**Task:**
Copy the data exactly as it appears, and do not include any pictures.

• • • • •

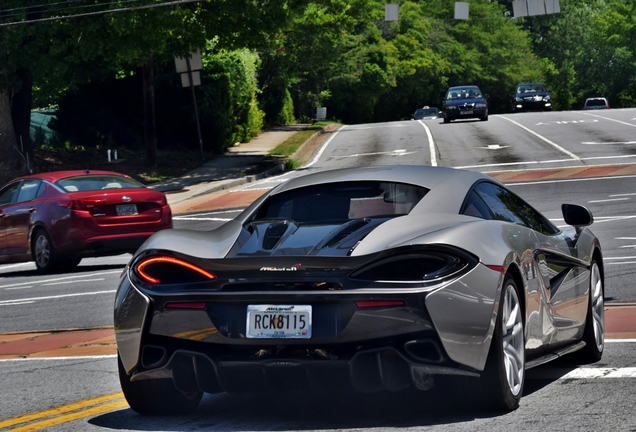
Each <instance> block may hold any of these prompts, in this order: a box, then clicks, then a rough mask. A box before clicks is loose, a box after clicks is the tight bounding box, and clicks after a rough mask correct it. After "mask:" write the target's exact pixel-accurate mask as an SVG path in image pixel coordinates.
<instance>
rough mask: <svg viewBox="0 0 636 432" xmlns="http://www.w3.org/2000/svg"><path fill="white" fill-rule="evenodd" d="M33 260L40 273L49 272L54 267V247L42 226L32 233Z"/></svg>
mask: <svg viewBox="0 0 636 432" xmlns="http://www.w3.org/2000/svg"><path fill="white" fill-rule="evenodd" d="M31 247H32V252H33V260H34V261H35V266H36V267H37V268H38V271H40V272H41V273H49V272H51V271H53V269H54V268H55V258H56V257H55V249H54V248H53V242H51V237H50V236H49V234H48V233H47V232H46V230H44V229H43V228H39V229H38V230H37V231H35V233H34V234H33V243H32V246H31Z"/></svg>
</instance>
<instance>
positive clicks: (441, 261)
mask: <svg viewBox="0 0 636 432" xmlns="http://www.w3.org/2000/svg"><path fill="white" fill-rule="evenodd" d="M471 261H472V260H469V259H467V257H463V256H460V255H451V254H449V253H445V252H441V251H435V252H433V251H431V252H418V253H408V254H399V255H395V256H392V257H390V258H385V259H381V260H379V261H377V262H374V263H371V264H369V265H367V266H365V267H363V268H361V269H359V270H356V271H355V272H353V273H352V274H351V277H352V278H354V279H360V280H366V281H384V282H425V281H432V280H438V279H442V278H445V277H448V276H451V275H457V273H459V272H462V271H465V270H466V269H468V268H470V267H472V265H473V264H472V263H471Z"/></svg>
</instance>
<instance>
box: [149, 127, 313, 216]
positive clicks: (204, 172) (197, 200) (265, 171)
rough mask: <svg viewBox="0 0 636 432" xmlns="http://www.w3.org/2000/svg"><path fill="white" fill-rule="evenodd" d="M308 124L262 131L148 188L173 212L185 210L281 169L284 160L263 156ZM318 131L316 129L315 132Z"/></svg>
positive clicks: (186, 210)
mask: <svg viewBox="0 0 636 432" xmlns="http://www.w3.org/2000/svg"><path fill="white" fill-rule="evenodd" d="M307 126H308V125H306V124H297V125H288V126H280V127H277V128H273V129H269V130H267V131H264V132H262V133H261V134H259V135H258V136H257V137H255V138H254V139H253V140H252V141H250V142H248V143H241V144H238V145H236V146H234V147H230V148H229V149H228V150H227V151H226V153H225V154H224V155H221V156H217V157H215V158H214V159H213V160H211V161H209V162H206V163H205V164H203V165H202V166H200V167H199V168H197V169H195V170H192V171H190V172H189V173H187V174H186V175H184V176H182V177H179V178H175V179H170V180H167V181H164V182H159V183H154V184H152V185H150V186H149V187H150V188H152V189H156V190H160V191H162V192H165V193H166V196H167V198H168V203H169V204H170V207H171V208H172V211H173V213H174V214H182V213H187V212H189V211H190V210H192V209H191V207H192V205H191V203H193V202H195V201H201V197H204V196H207V195H210V194H213V193H215V192H218V191H222V190H225V189H230V188H233V187H236V186H240V185H242V184H245V183H249V182H252V181H255V180H258V179H260V178H264V177H267V176H270V175H273V174H276V173H279V172H282V171H284V169H285V164H284V160H282V159H281V160H280V161H277V160H276V159H275V158H272V157H267V156H268V155H269V152H270V151H271V150H272V149H274V148H275V147H276V146H278V145H279V144H282V143H283V142H284V141H286V140H287V139H288V138H290V137H291V136H293V135H294V134H295V133H297V132H299V131H302V130H305V129H306V128H307ZM317 134H320V132H317Z"/></svg>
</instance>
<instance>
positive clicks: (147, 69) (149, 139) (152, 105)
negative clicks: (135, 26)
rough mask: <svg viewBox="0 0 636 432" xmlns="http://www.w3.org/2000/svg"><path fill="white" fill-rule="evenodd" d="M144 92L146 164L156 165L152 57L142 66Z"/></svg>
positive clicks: (153, 63)
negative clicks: (146, 158)
mask: <svg viewBox="0 0 636 432" xmlns="http://www.w3.org/2000/svg"><path fill="white" fill-rule="evenodd" d="M142 77H143V92H144V137H145V140H146V155H147V158H148V159H147V161H148V165H150V166H151V167H156V166H157V129H156V125H155V72H154V63H153V61H152V57H151V58H149V59H148V61H147V62H146V63H145V64H144V65H143V66H142Z"/></svg>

• • • • •

**The completed task:**
Each <instance> block may hold any of these prompts, in this order: a box, then clicks, then a rough mask. A box before clicks is loose, a box after clicks is the tight bounding box, and clicks after a rough mask correct it. After "mask:" write the target's exact pixel-accurate mask as an SVG path in image pixel coordinates.
<instance>
rough mask: <svg viewBox="0 0 636 432" xmlns="http://www.w3.org/2000/svg"><path fill="white" fill-rule="evenodd" d="M33 260L40 273L49 272L54 267V247L42 226L32 233Z"/></svg>
mask: <svg viewBox="0 0 636 432" xmlns="http://www.w3.org/2000/svg"><path fill="white" fill-rule="evenodd" d="M31 247H32V252H33V260H34V261H35V266H36V267H37V268H38V271H40V272H41V273H49V272H51V271H53V269H54V268H55V258H56V257H55V249H54V248H53V242H51V237H50V236H49V234H48V233H47V232H46V230H44V229H43V228H39V229H38V230H37V231H35V233H34V234H33V243H32V246H31Z"/></svg>
</instance>
<instance>
positive clicks: (441, 261)
mask: <svg viewBox="0 0 636 432" xmlns="http://www.w3.org/2000/svg"><path fill="white" fill-rule="evenodd" d="M471 261H472V260H469V259H467V257H463V256H460V255H451V254H449V253H445V252H441V251H435V252H433V251H431V252H418V253H408V254H399V255H395V256H392V257H390V258H385V259H381V260H379V261H377V262H374V263H371V264H369V265H367V266H365V267H363V268H361V269H359V270H356V271H355V272H353V273H352V274H351V277H352V278H354V279H360V280H366V281H384V282H425V281H432V280H438V279H442V278H445V277H448V276H451V275H457V273H459V272H462V271H465V270H466V269H468V268H470V267H472V265H473V264H472V263H471Z"/></svg>
</instance>
<instance>
box: [149, 127, 313, 216]
positive clicks: (204, 172) (197, 200) (265, 171)
rough mask: <svg viewBox="0 0 636 432" xmlns="http://www.w3.org/2000/svg"><path fill="white" fill-rule="evenodd" d="M308 124L262 131L148 188L173 212L185 210L281 169L284 160L263 156ZM318 131L316 129L315 132Z"/></svg>
positive clicks: (186, 210)
mask: <svg viewBox="0 0 636 432" xmlns="http://www.w3.org/2000/svg"><path fill="white" fill-rule="evenodd" d="M307 126H308V125H306V124H297V125H288V126H280V127H277V128H273V129H269V130H267V131H264V132H262V133H261V134H259V135H258V136H257V137H255V138H254V139H253V140H252V141H250V142H248V143H241V144H238V145H236V146H234V147H230V148H229V149H228V150H227V151H226V153H225V154H224V155H221V156H217V157H215V158H214V159H213V160H211V161H209V162H206V163H205V164H203V165H202V166H200V167H199V168H197V169H195V170H192V171H190V172H189V173H187V174H186V175H184V176H182V177H179V178H175V179H170V180H167V181H164V182H159V183H154V184H152V185H150V186H149V187H150V188H152V189H156V190H160V191H162V192H165V193H166V196H167V198H168V203H169V204H170V207H171V208H172V211H173V213H174V214H182V213H187V212H189V211H190V210H192V209H191V207H192V205H191V203H193V202H195V201H201V197H204V196H207V195H210V194H213V193H215V192H218V191H222V190H225V189H230V188H233V187H236V186H240V185H242V184H245V183H249V182H252V181H255V180H258V179H260V178H264V177H267V176H270V175H273V174H276V173H279V172H282V171H284V169H285V164H284V160H282V159H281V160H280V161H277V160H276V159H275V158H272V157H267V156H268V155H269V152H270V151H271V150H272V149H274V148H275V147H276V146H278V145H279V144H282V143H283V142H284V141H286V140H287V139H288V138H290V137H291V136H293V135H294V134H295V133H297V132H299V131H302V130H305V129H306V128H307ZM317 134H320V132H317Z"/></svg>
</instance>
<instance>
positive clicks: (147, 69) (149, 139) (152, 105)
negative clicks: (135, 26)
rough mask: <svg viewBox="0 0 636 432" xmlns="http://www.w3.org/2000/svg"><path fill="white" fill-rule="evenodd" d="M144 92L146 164L156 165L152 57L142 66Z"/></svg>
positive clicks: (153, 63)
negative clicks: (146, 158)
mask: <svg viewBox="0 0 636 432" xmlns="http://www.w3.org/2000/svg"><path fill="white" fill-rule="evenodd" d="M142 77H143V92H144V137H145V140H146V155H147V158H148V159H147V161H148V165H150V166H151V167H156V166H157V129H156V125H155V72H154V63H153V61H152V57H151V58H149V59H148V61H147V62H146V63H145V64H144V65H143V66H142Z"/></svg>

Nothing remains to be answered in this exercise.